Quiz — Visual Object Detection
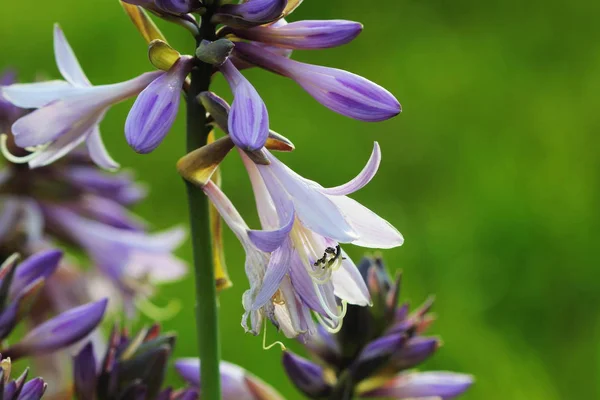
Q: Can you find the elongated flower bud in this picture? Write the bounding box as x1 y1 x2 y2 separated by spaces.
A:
234 42 400 122
126 56 193 153
154 0 201 14
231 20 363 49
215 0 287 27
282 352 331 398
219 60 269 151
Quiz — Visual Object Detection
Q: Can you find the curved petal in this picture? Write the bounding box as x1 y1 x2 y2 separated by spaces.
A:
331 252 371 306
1 80 79 108
247 207 294 252
263 153 358 242
239 150 278 230
361 371 473 399
54 24 91 87
289 253 328 315
251 237 292 309
328 195 403 249
320 142 381 196
86 124 120 171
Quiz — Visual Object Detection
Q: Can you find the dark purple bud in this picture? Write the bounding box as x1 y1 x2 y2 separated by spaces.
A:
198 91 230 131
282 352 331 398
234 42 401 122
155 0 202 14
351 333 406 382
9 250 62 299
231 20 363 49
215 0 287 28
17 377 47 400
4 298 107 359
119 345 170 398
391 336 440 370
126 57 193 154
219 60 269 151
361 371 473 399
73 342 97 400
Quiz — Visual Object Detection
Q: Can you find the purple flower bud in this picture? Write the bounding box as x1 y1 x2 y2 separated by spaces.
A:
17 377 47 400
154 0 202 14
282 352 331 398
361 371 474 399
126 57 193 154
216 0 287 26
391 336 440 370
231 20 363 49
4 298 107 359
9 250 62 299
351 333 406 382
234 42 401 122
73 342 97 400
219 60 269 151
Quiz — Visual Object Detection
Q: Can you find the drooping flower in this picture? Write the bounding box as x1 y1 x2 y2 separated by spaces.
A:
175 358 284 400
0 355 47 399
282 256 474 399
0 25 162 169
0 252 107 360
73 324 198 400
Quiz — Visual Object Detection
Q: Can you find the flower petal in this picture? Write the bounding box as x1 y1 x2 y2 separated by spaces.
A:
251 237 292 309
53 24 91 87
328 195 403 249
247 207 294 252
331 252 370 306
86 125 120 171
240 150 279 230
361 371 474 399
320 142 381 196
1 80 79 108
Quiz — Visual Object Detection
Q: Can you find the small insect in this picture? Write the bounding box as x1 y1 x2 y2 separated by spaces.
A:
313 245 346 268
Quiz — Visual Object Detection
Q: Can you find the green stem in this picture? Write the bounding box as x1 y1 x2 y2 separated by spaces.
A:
185 11 220 400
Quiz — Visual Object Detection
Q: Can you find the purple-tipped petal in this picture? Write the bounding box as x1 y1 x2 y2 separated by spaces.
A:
232 20 363 49
220 60 269 151
73 342 97 400
126 58 192 154
5 298 107 358
54 24 91 87
9 250 62 298
234 42 400 122
18 378 47 400
320 142 381 196
217 0 286 24
361 371 474 399
251 238 292 309
282 352 330 398
247 204 294 252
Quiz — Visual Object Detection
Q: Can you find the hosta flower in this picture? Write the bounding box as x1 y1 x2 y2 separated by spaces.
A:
0 126 186 314
175 358 284 400
0 356 47 399
73 324 197 400
0 252 107 360
282 256 473 399
0 25 162 169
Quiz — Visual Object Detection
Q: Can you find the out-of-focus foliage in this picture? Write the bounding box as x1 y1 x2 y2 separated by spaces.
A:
1 1 598 399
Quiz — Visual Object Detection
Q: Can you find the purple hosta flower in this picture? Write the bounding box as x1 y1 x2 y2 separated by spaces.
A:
214 0 288 28
73 324 196 400
0 252 107 360
233 41 400 122
0 148 186 315
0 25 162 169
229 20 363 50
175 358 284 400
219 60 270 151
282 256 473 399
126 56 194 154
0 355 47 399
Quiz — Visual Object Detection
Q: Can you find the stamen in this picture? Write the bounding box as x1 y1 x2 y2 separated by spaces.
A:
0 134 50 164
262 320 286 351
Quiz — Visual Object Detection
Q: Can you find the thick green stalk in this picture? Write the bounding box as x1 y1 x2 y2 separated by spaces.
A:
185 12 220 400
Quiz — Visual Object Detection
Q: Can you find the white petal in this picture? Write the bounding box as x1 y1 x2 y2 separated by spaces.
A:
240 149 278 230
328 195 404 249
1 81 80 108
54 24 91 87
86 124 120 171
331 252 371 306
320 142 381 196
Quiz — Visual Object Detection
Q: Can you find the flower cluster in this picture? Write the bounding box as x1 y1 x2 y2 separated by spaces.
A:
282 256 473 399
0 355 46 400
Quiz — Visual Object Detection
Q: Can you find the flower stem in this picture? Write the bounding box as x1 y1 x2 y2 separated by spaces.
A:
185 12 220 400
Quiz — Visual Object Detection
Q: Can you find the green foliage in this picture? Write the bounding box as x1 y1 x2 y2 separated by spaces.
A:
1 1 598 398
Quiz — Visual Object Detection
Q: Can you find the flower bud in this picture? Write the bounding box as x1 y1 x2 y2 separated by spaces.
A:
282 352 331 398
154 0 202 14
214 0 287 28
360 372 474 399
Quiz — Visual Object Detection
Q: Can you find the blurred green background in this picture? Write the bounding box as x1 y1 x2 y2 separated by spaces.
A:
2 0 599 398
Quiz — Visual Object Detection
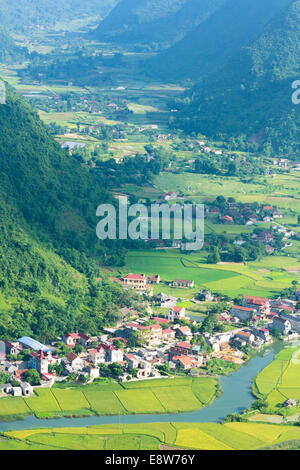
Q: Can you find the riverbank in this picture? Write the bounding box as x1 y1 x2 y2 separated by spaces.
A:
1 340 298 433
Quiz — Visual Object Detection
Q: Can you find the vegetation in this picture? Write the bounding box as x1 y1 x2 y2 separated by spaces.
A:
171 0 300 153
254 348 300 415
0 84 141 340
5 421 300 450
0 377 219 420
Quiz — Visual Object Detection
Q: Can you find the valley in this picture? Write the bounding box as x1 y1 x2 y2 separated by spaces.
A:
0 1 300 452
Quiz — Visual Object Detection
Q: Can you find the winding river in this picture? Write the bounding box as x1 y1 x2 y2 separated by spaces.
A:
0 339 297 432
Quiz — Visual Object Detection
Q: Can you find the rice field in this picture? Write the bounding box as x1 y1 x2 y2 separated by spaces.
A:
124 250 297 298
254 348 300 413
6 421 300 450
0 377 216 419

• EXERCISE DETAILS
Everything in the records must be transcribed exactly, except the pictures, which are left out.

• TASK OUTPUT
Quiz — Visual Object Detection
Q: Can you find the elongated flower bud in this picture? Write the bounding box as x1 y1 x2 y2 separated by spaces.
A:
234 42 400 122
126 56 193 153
154 0 201 14
231 20 363 49
215 0 287 27
282 352 331 398
219 60 269 151
Quiz — Visual Object Detection
Q: Can you find the curved petal in this picture? Write the bounding box as x1 y1 x2 y2 separated by spaces.
A:
331 252 371 306
1 80 79 108
247 207 294 252
263 153 358 242
239 150 278 230
361 371 473 399
54 24 91 87
289 253 328 315
251 237 292 309
328 195 403 249
320 142 381 196
86 124 120 171
Quiz — Visual Object Detection
Q: Can you find the dark purple bud in this picture? Write the bounding box as x1 y1 x2 y2 separated by spaces.
A:
198 91 230 131
282 352 331 398
234 42 401 122
155 0 202 14
351 333 406 382
9 250 62 299
231 20 363 49
215 0 287 28
17 377 47 400
4 298 107 359
119 345 170 398
391 336 440 370
126 57 193 154
219 60 269 151
361 371 473 399
73 342 97 400
Quiz — Visual Object Detection
Q: Can you find the purple flower bud in this picture? Write the bounding box as x1 y1 x2 y2 separated by spaces.
A:
17 377 47 400
154 0 202 14
282 352 331 398
361 371 474 399
126 57 193 154
216 0 287 26
391 336 440 370
231 20 363 49
4 298 107 359
9 250 62 299
351 333 406 382
234 42 401 122
73 342 97 400
219 60 269 151
Quiz — Visual Object Detection
Q: Can you find the drooping flower in this picture? Write the bounding box as x1 y1 x2 y2 separated by spaces.
A:
175 358 284 400
0 355 47 399
282 256 474 399
0 25 162 169
0 252 107 360
73 324 198 400
Quiz — Visual Object Detection
Q: Can you find the flower petal in this picture? Write the bounding box as x1 y1 x2 y2 separated by spaces.
A:
251 237 292 309
53 24 91 87
328 195 403 249
247 207 294 252
331 252 370 306
86 125 120 171
240 150 279 230
361 371 474 399
320 142 381 196
1 80 79 108
Quiz — Visual Object Detection
Q: Can you find the small insect in this picture? Write the bounding box as x1 y1 x2 y2 separated by spaces.
A:
313 245 346 268
Quiz — Visual Object Detection
Q: Can you find the green stem in this picture? Write the bounding box as x1 y1 x2 y2 separated by spaces.
A:
185 11 220 400
Quiz — Visual Object Detection
Q: Can you find the purple-tipped petal in this picture? Write the bounding box as x1 y1 x2 y2 separated by spaces.
A:
232 20 363 49
220 60 269 151
73 342 97 400
126 58 192 154
5 298 107 358
54 24 91 87
9 250 62 298
234 42 400 122
18 378 47 400
320 142 381 196
217 0 286 24
361 371 474 399
251 238 292 309
282 352 330 398
247 204 294 252
Quiz — Visual Object Detection
Q: Can you find the hosta flower in this picture? Write the bounding box as x1 y1 x2 y2 separated by spaces.
A:
0 126 186 314
175 358 284 400
0 356 47 399
73 324 197 400
0 252 107 360
282 256 473 399
0 25 162 169
Quiz — Visual Object Detection
Q: Can you find the out-of-focus foliage in this picture? Write the bounding box as x1 y1 x2 y2 separated by spaces.
A:
1 1 598 399
Quiz — Visual Object Detection
Q: Can you find the purple hosta flower in this picture? Write the bounding box as x1 y1 x2 y2 separated by spaces.
A:
214 0 288 28
73 324 196 400
0 252 107 360
233 41 400 122
0 148 186 315
0 25 162 169
229 20 363 50
175 358 284 400
219 60 270 151
282 256 473 399
126 56 194 154
0 355 47 399
Quiz — Visual Object Detection
Q: Can you find the stamen in this picture? Write the bounding box as x1 y1 x2 y2 separated by spaces.
A:
0 134 50 164
262 320 286 351
Quiz — Visual Object Detection
Q: Can you find the thick green stalk in this picture? Write the bounding box as x1 y1 x2 y2 separated by spaces.
A:
185 12 220 400
Quiz — Visual Object Detection
Q: Can you find the white petal in this picture? Write the bounding box as x1 y1 x2 y2 separated by spaces.
A:
240 149 278 230
328 195 404 249
1 81 80 108
54 24 91 87
86 124 120 171
331 252 371 306
320 142 381 196
Quiz — Visual Object Detection
Q: Can you find the flower cluster in this picture? Write the bounding box as x1 y1 x2 y2 separated by spaces.
A:
282 256 473 399
0 355 46 400
Quiz — Visual Object Detection
Q: Can you find the flower stem in this picture? Write the bounding box as x1 y1 x2 y2 separated by spaces.
A:
185 12 220 400
Quiz — Visual Object Detection
Q: Can you find the green foliage in this picture? Write the bounding box as x1 y1 x2 y2 separated by spaces.
A:
1 1 598 398
Quiz — Visual Object Detection
Q: Can you find the flower bud in this picture? Write the bounding box as x1 y1 x2 y2 separated by spaces.
A:
282 352 331 398
154 0 202 14
214 0 287 28
360 372 474 399
Quiz — Visual Object Detection
Q: Can you find the blurred green background in this picture? Write the bounding box as x1 y1 x2 y2 separated by spaces.
A:
2 0 599 398
Quiz — Visual Object Detection
Q: Can you find the riverbank in this picture? Write the bounding box as x1 y1 x2 y2 separated by spaces.
A:
1 340 298 433
Quiz — Visual Object Detection
Q: Can you find the vegetation in this picture? Write the bounding box as x1 y1 x2 y2 separated by spaces.
A:
171 0 300 153
254 348 300 415
0 84 141 340
5 421 300 450
0 377 219 420
Quiz — Visual Object Detection
Q: Can you find the valley in this picture? Write the bounding box as x1 y1 x2 y2 separated by spaces.
A:
0 1 300 452
Quiz — Visual Object Detection
Q: Can you find the winding river in this picture? Write the bounding box as x1 y1 x2 y2 separated by spaces.
A:
0 339 297 432
Quiz — Visual Object Detection
Q: Can you find the rice field in this picture? Write the bounding box as x1 y1 x2 y2 separated by spaces.
A:
124 250 297 298
254 348 300 413
6 421 300 450
0 377 216 419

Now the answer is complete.